Exercise prompt |
Set down each of the records below again, character for character, with no line changed or left out.

Exercise inputs |
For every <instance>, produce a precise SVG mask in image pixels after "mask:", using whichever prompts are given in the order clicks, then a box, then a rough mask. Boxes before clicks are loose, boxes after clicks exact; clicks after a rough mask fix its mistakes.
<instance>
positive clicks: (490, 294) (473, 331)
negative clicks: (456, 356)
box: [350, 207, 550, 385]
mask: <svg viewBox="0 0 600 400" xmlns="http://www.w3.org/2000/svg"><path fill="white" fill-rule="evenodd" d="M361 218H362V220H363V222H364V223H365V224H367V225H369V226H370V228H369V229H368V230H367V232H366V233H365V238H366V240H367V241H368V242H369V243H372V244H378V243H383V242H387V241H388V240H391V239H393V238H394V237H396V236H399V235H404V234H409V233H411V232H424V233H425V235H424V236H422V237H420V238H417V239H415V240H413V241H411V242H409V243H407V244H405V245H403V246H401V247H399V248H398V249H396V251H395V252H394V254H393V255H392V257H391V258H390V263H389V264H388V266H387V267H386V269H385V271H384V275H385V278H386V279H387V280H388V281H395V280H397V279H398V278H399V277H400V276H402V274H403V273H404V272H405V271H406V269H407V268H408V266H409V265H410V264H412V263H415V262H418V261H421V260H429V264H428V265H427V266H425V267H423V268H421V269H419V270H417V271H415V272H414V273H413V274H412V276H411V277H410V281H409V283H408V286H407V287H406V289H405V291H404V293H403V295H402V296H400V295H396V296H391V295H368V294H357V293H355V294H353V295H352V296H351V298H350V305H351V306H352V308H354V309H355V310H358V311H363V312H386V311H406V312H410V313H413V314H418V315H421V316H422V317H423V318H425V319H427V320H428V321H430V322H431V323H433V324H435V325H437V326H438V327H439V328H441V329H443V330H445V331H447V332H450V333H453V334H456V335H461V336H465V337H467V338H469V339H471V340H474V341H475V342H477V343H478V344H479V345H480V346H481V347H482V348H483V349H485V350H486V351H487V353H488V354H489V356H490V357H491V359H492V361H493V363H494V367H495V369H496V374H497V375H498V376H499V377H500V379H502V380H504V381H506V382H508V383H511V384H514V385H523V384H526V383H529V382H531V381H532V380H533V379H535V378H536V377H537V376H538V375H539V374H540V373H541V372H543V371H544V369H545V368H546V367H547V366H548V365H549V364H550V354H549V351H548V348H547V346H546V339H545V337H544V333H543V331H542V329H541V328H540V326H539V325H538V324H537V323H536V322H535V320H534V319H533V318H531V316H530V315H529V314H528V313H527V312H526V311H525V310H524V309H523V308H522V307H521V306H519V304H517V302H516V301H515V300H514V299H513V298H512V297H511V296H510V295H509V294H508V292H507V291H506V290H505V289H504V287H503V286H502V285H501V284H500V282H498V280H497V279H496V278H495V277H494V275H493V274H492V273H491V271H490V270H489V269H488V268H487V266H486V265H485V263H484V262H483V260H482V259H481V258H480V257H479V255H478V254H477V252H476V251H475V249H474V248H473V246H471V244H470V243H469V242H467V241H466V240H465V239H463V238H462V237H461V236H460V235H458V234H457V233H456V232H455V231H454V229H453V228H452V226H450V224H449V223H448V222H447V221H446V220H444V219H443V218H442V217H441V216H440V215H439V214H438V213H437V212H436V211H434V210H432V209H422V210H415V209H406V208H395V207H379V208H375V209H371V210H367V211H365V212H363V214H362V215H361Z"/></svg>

Result of this task |
For every <instance>, produce a precise SVG mask in image pixels after "mask:", using whichever prompts are given in the order clicks, then a box, then a rough mask. Boxes before clicks are loose, boxes after clicks exact; clicks after a rough mask fix its mistakes.
<instance>
positive clicks: (490, 294) (473, 331)
negative clicks: (456, 356)
box: [350, 207, 550, 385]
mask: <svg viewBox="0 0 600 400" xmlns="http://www.w3.org/2000/svg"><path fill="white" fill-rule="evenodd" d="M361 218H362V220H363V222H364V223H365V224H367V225H369V226H370V228H369V229H368V230H367V232H366V233H365V238H366V240H367V241H368V242H369V243H372V244H378V243H383V242H387V241H388V240H391V239H393V238H394V237H396V236H399V235H404V234H409V233H411V232H424V233H425V235H424V236H422V237H420V238H417V239H415V240H413V241H411V242H409V243H407V244H405V245H403V246H401V247H399V248H398V249H396V251H395V252H394V254H393V255H392V257H391V258H390V263H389V264H388V266H387V267H386V269H385V271H384V275H385V278H386V279H387V280H388V281H395V280H397V279H398V278H399V277H400V276H402V274H403V273H404V272H405V271H406V269H407V268H408V266H409V265H410V264H412V263H415V262H418V261H421V260H429V264H428V265H427V266H425V267H423V268H421V269H419V270H417V271H415V272H414V273H413V274H412V276H411V277H410V281H409V283H408V286H407V287H406V289H405V291H404V293H403V295H402V296H400V295H396V296H391V295H368V294H357V293H355V294H353V295H352V296H351V298H350V305H351V306H352V308H354V309H355V310H358V311H363V312H386V311H406V312H410V313H413V314H418V315H421V316H422V317H423V318H425V319H427V320H428V321H430V322H431V323H433V324H435V325H437V326H438V327H439V328H441V329H443V330H445V331H447V332H450V333H453V334H456V335H461V336H465V337H467V338H469V339H471V340H474V341H475V342H477V343H478V344H479V345H480V346H481V347H482V348H483V349H485V350H486V351H487V353H488V354H489V356H490V357H491V359H492V361H493V363H494V367H495V369H496V374H497V375H498V376H499V377H500V379H502V380H504V381H506V382H508V383H511V384H514V385H523V384H526V383H529V382H531V381H532V380H533V379H535V378H536V377H537V376H538V375H539V374H540V373H541V372H543V371H544V369H545V368H546V367H547V366H548V365H549V364H550V354H549V351H548V348H547V346H546V339H545V337H544V333H543V331H542V329H541V328H540V326H539V325H538V324H537V323H536V322H535V320H534V319H533V318H531V316H530V315H529V314H528V313H527V312H526V311H525V310H524V309H523V308H522V307H521V306H519V304H517V302H516V301H515V300H514V299H513V298H512V297H511V296H510V295H509V294H508V292H507V291H506V290H505V289H504V287H503V286H502V285H501V284H500V282H498V280H497V279H496V278H495V277H494V275H493V274H492V273H491V271H490V270H489V269H488V268H487V266H486V265H485V263H484V262H483V260H482V259H481V258H480V257H479V255H478V254H477V252H476V251H475V249H474V248H473V246H471V244H470V243H469V242H467V241H466V240H465V239H463V238H462V237H461V236H460V235H458V234H457V233H456V232H455V231H454V229H453V228H452V226H450V224H449V223H448V222H447V221H446V220H444V219H443V218H442V217H441V216H440V215H439V214H438V213H437V212H436V211H434V210H432V209H422V210H415V209H406V208H395V207H379V208H375V209H371V210H367V211H365V212H363V214H362V215H361Z"/></svg>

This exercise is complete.